Image point grounding data:
<<<<
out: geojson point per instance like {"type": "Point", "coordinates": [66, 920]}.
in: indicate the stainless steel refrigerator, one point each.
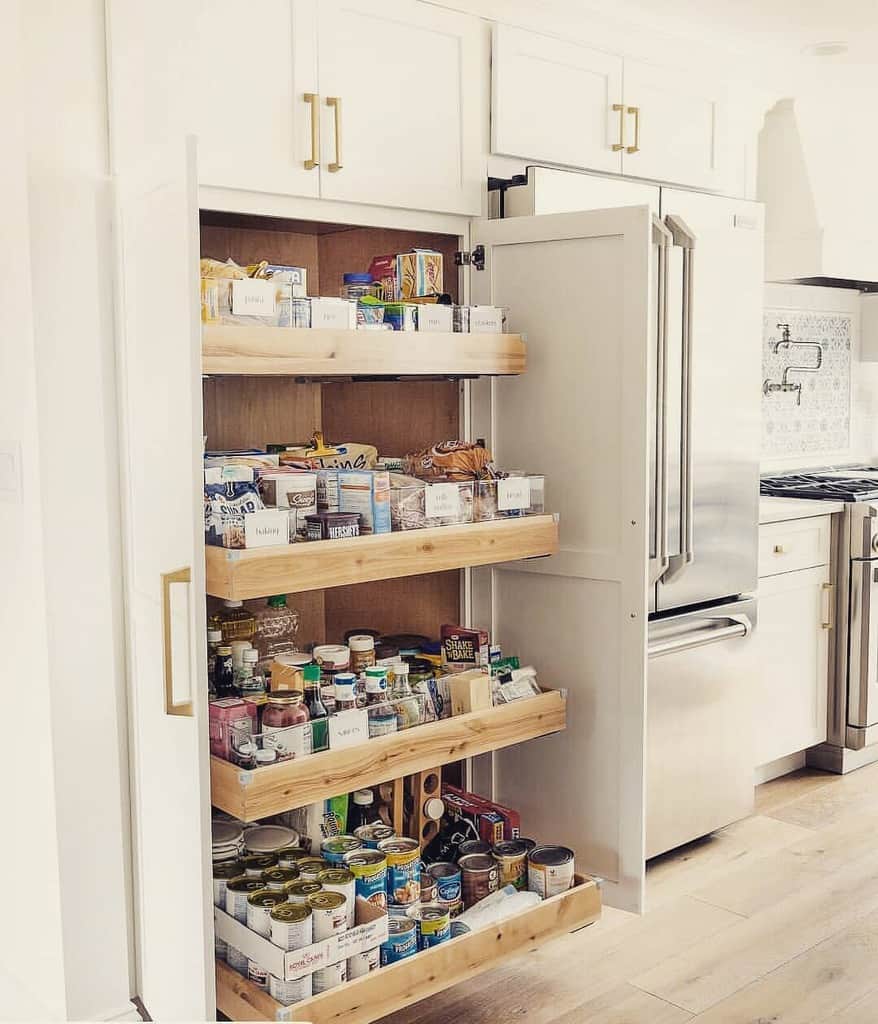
{"type": "Point", "coordinates": [641, 307]}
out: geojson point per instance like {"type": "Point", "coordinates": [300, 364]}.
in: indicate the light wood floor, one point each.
{"type": "Point", "coordinates": [771, 920]}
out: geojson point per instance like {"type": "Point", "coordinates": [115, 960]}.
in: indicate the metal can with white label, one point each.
{"type": "Point", "coordinates": [329, 977]}
{"type": "Point", "coordinates": [287, 992]}
{"type": "Point", "coordinates": [329, 912]}
{"type": "Point", "coordinates": [291, 926]}
{"type": "Point", "coordinates": [362, 964]}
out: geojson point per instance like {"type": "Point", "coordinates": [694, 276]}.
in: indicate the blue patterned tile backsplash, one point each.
{"type": "Point", "coordinates": [822, 422]}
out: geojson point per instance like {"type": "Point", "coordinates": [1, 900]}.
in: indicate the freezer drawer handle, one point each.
{"type": "Point", "coordinates": [685, 240]}
{"type": "Point", "coordinates": [738, 626]}
{"type": "Point", "coordinates": [183, 708]}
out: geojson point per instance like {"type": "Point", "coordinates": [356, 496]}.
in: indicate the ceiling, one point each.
{"type": "Point", "coordinates": [782, 28]}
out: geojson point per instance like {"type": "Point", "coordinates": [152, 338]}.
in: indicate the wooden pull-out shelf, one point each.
{"type": "Point", "coordinates": [426, 973]}
{"type": "Point", "coordinates": [306, 352]}
{"type": "Point", "coordinates": [253, 795]}
{"type": "Point", "coordinates": [241, 574]}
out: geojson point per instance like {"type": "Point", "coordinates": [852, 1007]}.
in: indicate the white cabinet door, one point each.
{"type": "Point", "coordinates": [254, 65]}
{"type": "Point", "coordinates": [791, 651]}
{"type": "Point", "coordinates": [552, 100]}
{"type": "Point", "coordinates": [160, 378]}
{"type": "Point", "coordinates": [401, 92]}
{"type": "Point", "coordinates": [675, 122]}
{"type": "Point", "coordinates": [579, 287]}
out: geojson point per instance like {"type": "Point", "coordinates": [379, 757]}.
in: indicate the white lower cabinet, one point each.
{"type": "Point", "coordinates": [791, 660]}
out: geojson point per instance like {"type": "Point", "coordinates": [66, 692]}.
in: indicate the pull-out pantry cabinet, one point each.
{"type": "Point", "coordinates": [586, 744]}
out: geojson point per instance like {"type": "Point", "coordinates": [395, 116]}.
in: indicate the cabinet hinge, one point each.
{"type": "Point", "coordinates": [474, 258]}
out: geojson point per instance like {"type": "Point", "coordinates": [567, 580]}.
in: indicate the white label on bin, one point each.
{"type": "Point", "coordinates": [348, 728]}
{"type": "Point", "coordinates": [443, 501]}
{"type": "Point", "coordinates": [253, 298]}
{"type": "Point", "coordinates": [513, 493]}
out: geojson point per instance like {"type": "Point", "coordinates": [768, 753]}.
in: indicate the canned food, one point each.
{"type": "Point", "coordinates": [402, 940]}
{"type": "Point", "coordinates": [371, 836]}
{"type": "Point", "coordinates": [369, 868]}
{"type": "Point", "coordinates": [255, 863]}
{"type": "Point", "coordinates": [237, 892]}
{"type": "Point", "coordinates": [287, 992]}
{"type": "Point", "coordinates": [511, 857]}
{"type": "Point", "coordinates": [237, 961]}
{"type": "Point", "coordinates": [334, 848]}
{"type": "Point", "coordinates": [222, 871]}
{"type": "Point", "coordinates": [472, 846]}
{"type": "Point", "coordinates": [447, 877]}
{"type": "Point", "coordinates": [329, 914]}
{"type": "Point", "coordinates": [309, 867]}
{"type": "Point", "coordinates": [278, 878]}
{"type": "Point", "coordinates": [329, 977]}
{"type": "Point", "coordinates": [300, 890]}
{"type": "Point", "coordinates": [257, 974]}
{"type": "Point", "coordinates": [291, 855]}
{"type": "Point", "coordinates": [340, 880]}
{"type": "Point", "coordinates": [362, 964]}
{"type": "Point", "coordinates": [291, 926]}
{"type": "Point", "coordinates": [404, 869]}
{"type": "Point", "coordinates": [549, 870]}
{"type": "Point", "coordinates": [433, 924]}
{"type": "Point", "coordinates": [479, 878]}
{"type": "Point", "coordinates": [259, 906]}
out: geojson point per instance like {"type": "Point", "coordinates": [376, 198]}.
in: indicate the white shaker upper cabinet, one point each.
{"type": "Point", "coordinates": [674, 124]}
{"type": "Point", "coordinates": [552, 100]}
{"type": "Point", "coordinates": [256, 64]}
{"type": "Point", "coordinates": [402, 103]}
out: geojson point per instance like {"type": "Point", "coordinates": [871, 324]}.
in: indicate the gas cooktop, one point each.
{"type": "Point", "coordinates": [850, 483]}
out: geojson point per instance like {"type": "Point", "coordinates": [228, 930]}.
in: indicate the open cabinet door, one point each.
{"type": "Point", "coordinates": [581, 288]}
{"type": "Point", "coordinates": [160, 381]}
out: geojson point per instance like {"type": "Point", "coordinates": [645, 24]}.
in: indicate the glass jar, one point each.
{"type": "Point", "coordinates": [236, 622]}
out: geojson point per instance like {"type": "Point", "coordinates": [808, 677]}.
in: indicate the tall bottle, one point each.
{"type": "Point", "coordinates": [276, 627]}
{"type": "Point", "coordinates": [317, 709]}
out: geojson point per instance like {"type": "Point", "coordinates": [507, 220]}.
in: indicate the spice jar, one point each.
{"type": "Point", "coordinates": [362, 652]}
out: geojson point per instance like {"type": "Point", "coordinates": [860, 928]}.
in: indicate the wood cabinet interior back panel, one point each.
{"type": "Point", "coordinates": [251, 412]}
{"type": "Point", "coordinates": [412, 604]}
{"type": "Point", "coordinates": [395, 416]}
{"type": "Point", "coordinates": [249, 245]}
{"type": "Point", "coordinates": [351, 251]}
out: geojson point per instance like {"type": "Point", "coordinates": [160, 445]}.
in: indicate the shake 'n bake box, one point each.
{"type": "Point", "coordinates": [407, 275]}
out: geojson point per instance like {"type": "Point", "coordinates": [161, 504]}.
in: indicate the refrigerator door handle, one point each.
{"type": "Point", "coordinates": [683, 238]}
{"type": "Point", "coordinates": [663, 240]}
{"type": "Point", "coordinates": [735, 627]}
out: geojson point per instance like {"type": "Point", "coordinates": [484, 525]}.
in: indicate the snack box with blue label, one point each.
{"type": "Point", "coordinates": [370, 931]}
{"type": "Point", "coordinates": [368, 493]}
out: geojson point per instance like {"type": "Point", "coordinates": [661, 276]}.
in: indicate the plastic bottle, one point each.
{"type": "Point", "coordinates": [276, 627]}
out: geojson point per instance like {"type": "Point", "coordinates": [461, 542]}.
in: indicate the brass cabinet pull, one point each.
{"type": "Point", "coordinates": [620, 110]}
{"type": "Point", "coordinates": [636, 146]}
{"type": "Point", "coordinates": [830, 621]}
{"type": "Point", "coordinates": [184, 708]}
{"type": "Point", "coordinates": [314, 99]}
{"type": "Point", "coordinates": [335, 101]}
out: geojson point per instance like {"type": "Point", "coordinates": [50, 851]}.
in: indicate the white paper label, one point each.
{"type": "Point", "coordinates": [266, 527]}
{"type": "Point", "coordinates": [348, 728]}
{"type": "Point", "coordinates": [253, 298]}
{"type": "Point", "coordinates": [442, 501]}
{"type": "Point", "coordinates": [433, 317]}
{"type": "Point", "coordinates": [513, 493]}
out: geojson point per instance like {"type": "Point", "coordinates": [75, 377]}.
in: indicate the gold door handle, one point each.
{"type": "Point", "coordinates": [335, 102]}
{"type": "Point", "coordinates": [636, 146]}
{"type": "Point", "coordinates": [184, 708]}
{"type": "Point", "coordinates": [314, 99]}
{"type": "Point", "coordinates": [830, 619]}
{"type": "Point", "coordinates": [620, 110]}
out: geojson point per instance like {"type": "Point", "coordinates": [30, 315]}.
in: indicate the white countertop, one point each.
{"type": "Point", "coordinates": [779, 509]}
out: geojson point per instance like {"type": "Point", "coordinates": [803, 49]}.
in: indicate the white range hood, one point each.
{"type": "Point", "coordinates": [817, 176]}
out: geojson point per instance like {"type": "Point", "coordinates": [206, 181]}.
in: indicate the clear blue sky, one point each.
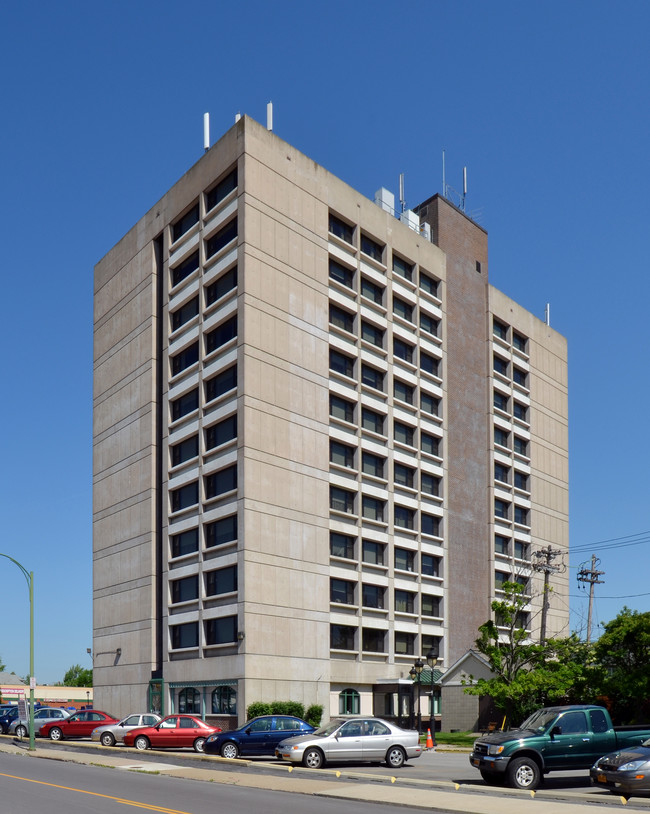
>>>>
**PROBLEM TO SOLVE:**
Your answer must be the lines from the one containing "in: indicate the white countertop, one" through the final line of the entries, duplicated exactly, with both ends kept and all pictures left out.

**WRITTEN ANSWER:**
in: indicate the white countertop, one point each.
{"type": "Point", "coordinates": [779, 509]}
out: geojson point per instance like {"type": "Point", "coordinates": [803, 49]}.
in: indicate the white range hood, one point each.
{"type": "Point", "coordinates": [817, 176]}
out: geojson point per instance like {"type": "Point", "coordinates": [206, 181]}.
in: indicate the clear blue sky, one point each.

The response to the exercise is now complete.